**EXERCISE DETAILS**. Once you find the line with "find nightstand —", output it and every line after it exactly, through the last line of the listing, but no pictures.

═══ AVAILABLE DATA ═══

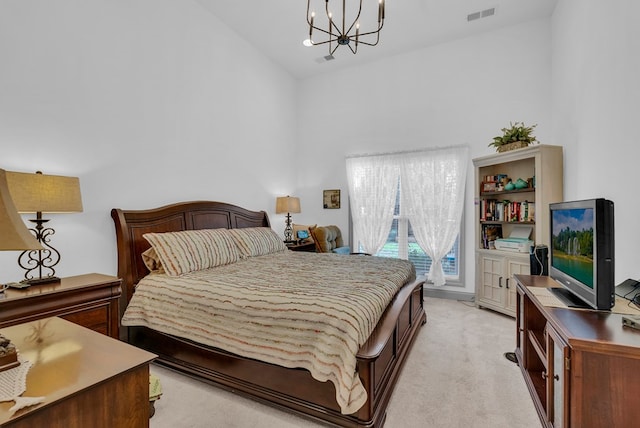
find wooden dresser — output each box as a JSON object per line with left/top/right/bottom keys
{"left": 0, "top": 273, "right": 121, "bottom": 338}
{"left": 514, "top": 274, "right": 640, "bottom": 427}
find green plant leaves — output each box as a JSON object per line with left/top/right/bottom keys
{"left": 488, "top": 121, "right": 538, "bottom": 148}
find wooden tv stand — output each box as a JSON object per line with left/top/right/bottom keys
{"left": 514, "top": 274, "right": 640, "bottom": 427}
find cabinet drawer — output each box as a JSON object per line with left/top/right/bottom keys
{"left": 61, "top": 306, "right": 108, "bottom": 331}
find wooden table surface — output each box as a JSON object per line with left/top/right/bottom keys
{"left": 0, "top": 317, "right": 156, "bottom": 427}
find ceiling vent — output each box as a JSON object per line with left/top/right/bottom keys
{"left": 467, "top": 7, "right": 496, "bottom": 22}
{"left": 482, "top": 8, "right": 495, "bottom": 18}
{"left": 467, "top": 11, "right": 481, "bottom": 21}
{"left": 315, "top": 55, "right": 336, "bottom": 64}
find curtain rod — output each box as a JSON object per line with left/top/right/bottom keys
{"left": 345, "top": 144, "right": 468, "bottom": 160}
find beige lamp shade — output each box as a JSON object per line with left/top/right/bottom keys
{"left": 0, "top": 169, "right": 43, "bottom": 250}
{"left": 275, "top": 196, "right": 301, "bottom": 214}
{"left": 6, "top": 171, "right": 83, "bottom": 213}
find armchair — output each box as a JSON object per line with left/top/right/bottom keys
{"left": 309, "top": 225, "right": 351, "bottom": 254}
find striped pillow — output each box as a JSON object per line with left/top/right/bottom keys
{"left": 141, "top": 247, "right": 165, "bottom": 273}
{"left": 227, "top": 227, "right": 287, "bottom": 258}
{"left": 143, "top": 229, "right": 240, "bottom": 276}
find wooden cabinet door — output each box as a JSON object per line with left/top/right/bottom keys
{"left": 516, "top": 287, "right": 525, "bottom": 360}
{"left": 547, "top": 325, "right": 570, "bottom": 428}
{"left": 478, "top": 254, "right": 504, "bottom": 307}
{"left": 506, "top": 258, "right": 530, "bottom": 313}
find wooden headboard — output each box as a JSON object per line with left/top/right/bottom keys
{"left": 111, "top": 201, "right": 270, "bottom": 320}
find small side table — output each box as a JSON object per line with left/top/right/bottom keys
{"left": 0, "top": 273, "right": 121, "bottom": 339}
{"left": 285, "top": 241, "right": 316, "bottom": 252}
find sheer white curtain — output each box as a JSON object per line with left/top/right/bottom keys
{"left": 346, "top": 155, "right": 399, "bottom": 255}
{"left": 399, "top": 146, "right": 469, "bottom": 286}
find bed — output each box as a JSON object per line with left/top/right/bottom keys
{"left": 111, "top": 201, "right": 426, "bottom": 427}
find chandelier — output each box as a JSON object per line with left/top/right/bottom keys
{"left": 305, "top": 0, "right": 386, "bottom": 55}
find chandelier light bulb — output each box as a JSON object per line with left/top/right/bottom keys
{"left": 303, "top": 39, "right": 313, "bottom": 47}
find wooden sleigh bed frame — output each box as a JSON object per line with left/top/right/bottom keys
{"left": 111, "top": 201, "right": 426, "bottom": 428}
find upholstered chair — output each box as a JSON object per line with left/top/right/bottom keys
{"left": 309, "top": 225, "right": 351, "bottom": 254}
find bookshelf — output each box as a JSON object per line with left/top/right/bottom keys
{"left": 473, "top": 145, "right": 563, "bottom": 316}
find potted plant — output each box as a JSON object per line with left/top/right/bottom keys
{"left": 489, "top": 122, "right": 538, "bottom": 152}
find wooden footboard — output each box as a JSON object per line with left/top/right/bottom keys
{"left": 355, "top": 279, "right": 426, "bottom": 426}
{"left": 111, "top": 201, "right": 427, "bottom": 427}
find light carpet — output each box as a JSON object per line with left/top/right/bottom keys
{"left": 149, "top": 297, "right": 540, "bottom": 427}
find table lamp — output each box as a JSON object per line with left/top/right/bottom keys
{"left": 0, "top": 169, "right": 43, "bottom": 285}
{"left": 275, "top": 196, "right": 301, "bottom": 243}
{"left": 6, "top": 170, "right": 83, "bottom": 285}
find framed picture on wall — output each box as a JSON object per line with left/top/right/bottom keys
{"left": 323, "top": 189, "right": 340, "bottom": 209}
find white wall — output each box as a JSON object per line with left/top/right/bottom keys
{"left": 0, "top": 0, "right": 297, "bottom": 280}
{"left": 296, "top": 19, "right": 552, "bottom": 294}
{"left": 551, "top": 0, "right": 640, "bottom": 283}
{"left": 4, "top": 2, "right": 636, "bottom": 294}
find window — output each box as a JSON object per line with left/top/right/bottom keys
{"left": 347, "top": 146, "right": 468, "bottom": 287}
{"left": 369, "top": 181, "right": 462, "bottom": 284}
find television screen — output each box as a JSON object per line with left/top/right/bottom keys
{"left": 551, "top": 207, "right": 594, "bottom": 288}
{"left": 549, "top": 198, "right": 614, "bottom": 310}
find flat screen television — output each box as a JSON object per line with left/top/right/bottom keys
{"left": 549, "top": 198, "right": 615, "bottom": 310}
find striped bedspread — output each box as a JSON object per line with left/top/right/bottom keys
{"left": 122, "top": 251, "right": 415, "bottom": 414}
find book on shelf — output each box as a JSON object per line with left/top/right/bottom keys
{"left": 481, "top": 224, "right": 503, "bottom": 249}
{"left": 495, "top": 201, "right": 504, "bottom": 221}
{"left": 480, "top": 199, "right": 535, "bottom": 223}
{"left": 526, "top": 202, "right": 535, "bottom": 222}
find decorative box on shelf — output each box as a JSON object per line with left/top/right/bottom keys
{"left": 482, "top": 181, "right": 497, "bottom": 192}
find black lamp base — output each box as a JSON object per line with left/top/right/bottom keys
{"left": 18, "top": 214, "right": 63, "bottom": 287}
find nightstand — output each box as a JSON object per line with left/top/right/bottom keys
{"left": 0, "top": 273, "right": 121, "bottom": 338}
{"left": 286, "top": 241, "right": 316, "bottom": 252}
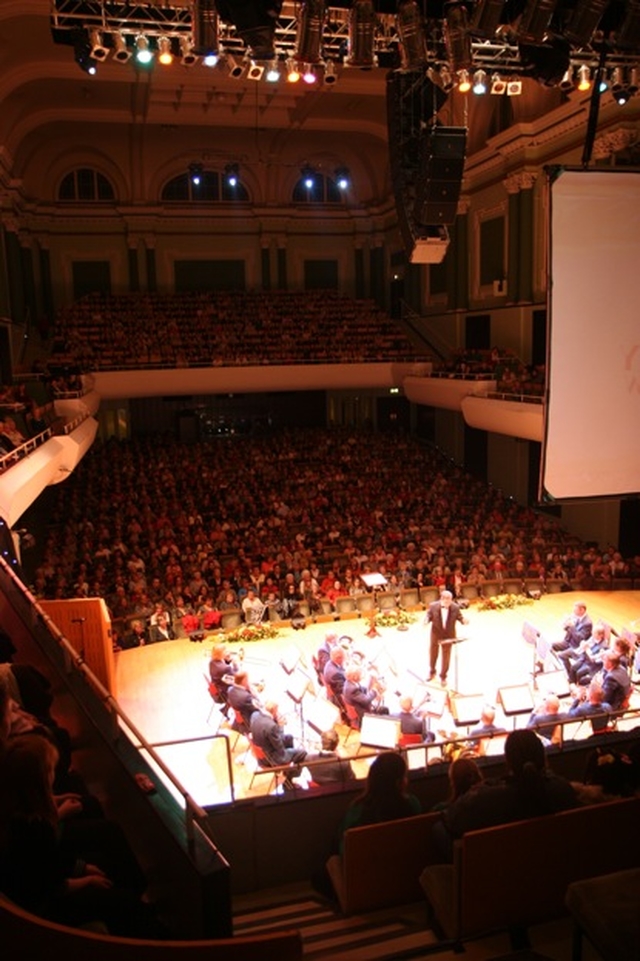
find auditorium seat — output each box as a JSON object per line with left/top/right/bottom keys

═══

**WRITTEN ANSWER**.
find nightstand — output each box as a JSON object per line with left/top/right/bottom keys
{"left": 0, "top": 273, "right": 121, "bottom": 338}
{"left": 286, "top": 241, "right": 316, "bottom": 252}
find auditorium seat — output each box as a JSON object per line with left/top/right/bottom keys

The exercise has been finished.